[Source data Boundary: Start]
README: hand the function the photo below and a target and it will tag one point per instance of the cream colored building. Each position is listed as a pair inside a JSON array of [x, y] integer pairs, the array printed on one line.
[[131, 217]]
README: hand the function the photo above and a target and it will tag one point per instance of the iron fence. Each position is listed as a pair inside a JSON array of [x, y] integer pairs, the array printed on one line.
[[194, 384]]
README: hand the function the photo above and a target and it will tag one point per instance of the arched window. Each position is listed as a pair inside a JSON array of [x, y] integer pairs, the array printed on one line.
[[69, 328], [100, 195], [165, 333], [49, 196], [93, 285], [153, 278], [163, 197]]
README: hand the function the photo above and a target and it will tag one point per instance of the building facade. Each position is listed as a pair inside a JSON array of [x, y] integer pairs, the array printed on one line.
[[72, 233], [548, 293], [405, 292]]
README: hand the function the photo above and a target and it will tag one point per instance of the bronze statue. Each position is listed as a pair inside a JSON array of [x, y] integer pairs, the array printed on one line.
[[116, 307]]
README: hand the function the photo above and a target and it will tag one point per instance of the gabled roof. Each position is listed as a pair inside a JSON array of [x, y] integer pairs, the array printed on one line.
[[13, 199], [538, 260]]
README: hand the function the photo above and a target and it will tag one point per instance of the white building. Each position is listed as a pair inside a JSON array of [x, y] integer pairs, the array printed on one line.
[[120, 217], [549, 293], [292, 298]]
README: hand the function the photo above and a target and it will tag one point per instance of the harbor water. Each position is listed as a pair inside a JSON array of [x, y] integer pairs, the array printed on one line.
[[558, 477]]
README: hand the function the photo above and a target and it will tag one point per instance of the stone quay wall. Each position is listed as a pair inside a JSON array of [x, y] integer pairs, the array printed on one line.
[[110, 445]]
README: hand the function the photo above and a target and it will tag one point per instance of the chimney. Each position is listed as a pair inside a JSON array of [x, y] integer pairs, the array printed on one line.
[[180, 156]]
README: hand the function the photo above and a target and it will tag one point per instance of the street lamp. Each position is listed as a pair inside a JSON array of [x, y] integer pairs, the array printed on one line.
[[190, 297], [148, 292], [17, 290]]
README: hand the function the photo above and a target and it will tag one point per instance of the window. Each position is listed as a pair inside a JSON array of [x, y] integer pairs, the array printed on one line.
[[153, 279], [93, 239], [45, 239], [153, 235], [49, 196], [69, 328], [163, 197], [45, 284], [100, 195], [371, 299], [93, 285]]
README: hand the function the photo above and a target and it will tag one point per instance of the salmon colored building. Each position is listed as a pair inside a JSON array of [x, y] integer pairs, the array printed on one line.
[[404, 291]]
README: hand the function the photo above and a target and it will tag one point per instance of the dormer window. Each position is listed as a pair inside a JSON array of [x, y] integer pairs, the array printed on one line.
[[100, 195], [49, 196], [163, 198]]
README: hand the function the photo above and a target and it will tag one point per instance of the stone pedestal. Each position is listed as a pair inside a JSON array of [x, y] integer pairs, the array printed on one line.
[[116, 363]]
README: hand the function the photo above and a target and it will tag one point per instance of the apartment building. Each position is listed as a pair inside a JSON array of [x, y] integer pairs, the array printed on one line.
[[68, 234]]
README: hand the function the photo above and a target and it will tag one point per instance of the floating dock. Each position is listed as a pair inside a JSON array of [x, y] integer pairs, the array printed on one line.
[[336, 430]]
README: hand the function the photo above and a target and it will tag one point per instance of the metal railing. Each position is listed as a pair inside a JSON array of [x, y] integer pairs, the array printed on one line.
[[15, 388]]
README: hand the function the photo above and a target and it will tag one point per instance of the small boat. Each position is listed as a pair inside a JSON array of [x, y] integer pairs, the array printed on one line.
[Source data Boundary: End]
Your assignment: All the lines above need to be printed again, exactly.

Solution to this exercise:
README: hand the function the photo below and a target and it will tag one point per instance of the cream colored building. Each position is listed as a pair inside a JSON array of [x, y] integer pairs, the array printed on one line.
[[131, 217]]
README: hand the function the photo above and a target and it will tag one point per instance of the iron fence. Each position is listed as a pair inside a JSON array of [x, y] integer pairs, the array printed on one line.
[[194, 384]]
README: hand the function the photo above and a target and it will tag one point per instance of the arched window. Each position is listed as a pair inside a JSON array of [x, y] integer pairs, the array printed on one line.
[[69, 328], [100, 195], [165, 333], [49, 196], [93, 285], [153, 278], [163, 197]]
README: hand the function the photo above and a target and it will tag one point per instance of the building facade. Each position is listed as a pair inside a JSON array of [x, y] integer pairs, the array printed on one line.
[[72, 233], [548, 293], [405, 292]]
README: hand the function the photo above and a target and it will tag one point per instance of the bronze statue. Each position is listed as a pair inside a JSON array of [x, y] integer pairs, the array printed on one line.
[[116, 307]]
README: hand the function the photo above and a target and it will tag one point per instance of the gabled roof. Each position is listed as a pair inside a JSON array of [x, y] integer pairs, the array printed on one line.
[[13, 199], [538, 260]]
README: hand the function the photo above and a target and it will tag one point per instance of the white building. Each position is listed as a pair inside a JSON array of [x, y] integer pairs, the array printed on one line.
[[120, 217], [549, 293], [292, 298]]
README: hand the function the photo above and a target and it will tag one point per instance of the harbor water. Each position is listed as a pair inside a JSON array of [x, y] integer pairs, the array printed on one line.
[[558, 477]]
README: hand the function the photo above and a target and it will tag one point per instance of the stone quay wall. Each position is listed as a pair inside a JSON array of [x, y] integer pairs, the array printed on one line.
[[110, 445]]
README: hand the function the photo above and a target and it will tag one point per instance of the chimney. Each position is listed as a pair inside a JSON array of [x, y] integer pairs, the array printed on one line.
[[180, 156]]
README: hand the function the photo above and a target and it will tag one point per instance of the street lamp. Each position is listed as a pair inside a JSON array of [x, y] integer pairs, the array printed on one line.
[[190, 297], [148, 292], [17, 290]]
README: hand the function the photo above and a target and it will tag one point per instance of the window. Each position is listed as a pair inside a JSON array of [x, y] integer pairs, the array printed on one line.
[[153, 279], [93, 239], [45, 239], [153, 235], [49, 196], [69, 328], [163, 197], [45, 284], [100, 195], [371, 299], [93, 285]]
README: hand the function the photo above and a target and it will tag one point per instance of the salmon colored building. Each position is listed as a pair inside a JSON array of [x, y] integer pairs, the array printed on one line.
[[404, 291]]
README: hand the function the photo above and a target and it will tag one point per instance of the dormer window. Each position is listed as a pair inside a JSON array of [x, y] integer pairs, the array printed on one line.
[[100, 195], [49, 196], [163, 198]]
README: hand the function the photo above and a target and it will tag one point per instance of the stone pedestal. Each position is listed as a pair inside a JSON array of [x, y] integer pairs, the array printed on one line.
[[116, 363]]
README: hand the function the photo above and a target and it will tag one point per instance of the apartment building. Each position is listed as a pair inside a JSON array of [x, y] integer pairs, the array printed on one line.
[[68, 234]]
README: hand the function the photo above and a target and it will tag one point per instance of the floating dock. Each position is listed as a pair inside a JSON array of [x, y] integer pairs, the array printed on one line.
[[336, 430]]
README: hand the function the photo above and a target and it will tag one point per instance of the metal railing. Each position is listed as a pair inside a JSON array of [x, y] integer pairs, the array printed on one line.
[[15, 388]]
README: hand the function the photo above and a target and it will tag one point per instance of the small boat. Each position is listed as a pair inside a JSON array of [x, y] integer pairs, the array printed on one line.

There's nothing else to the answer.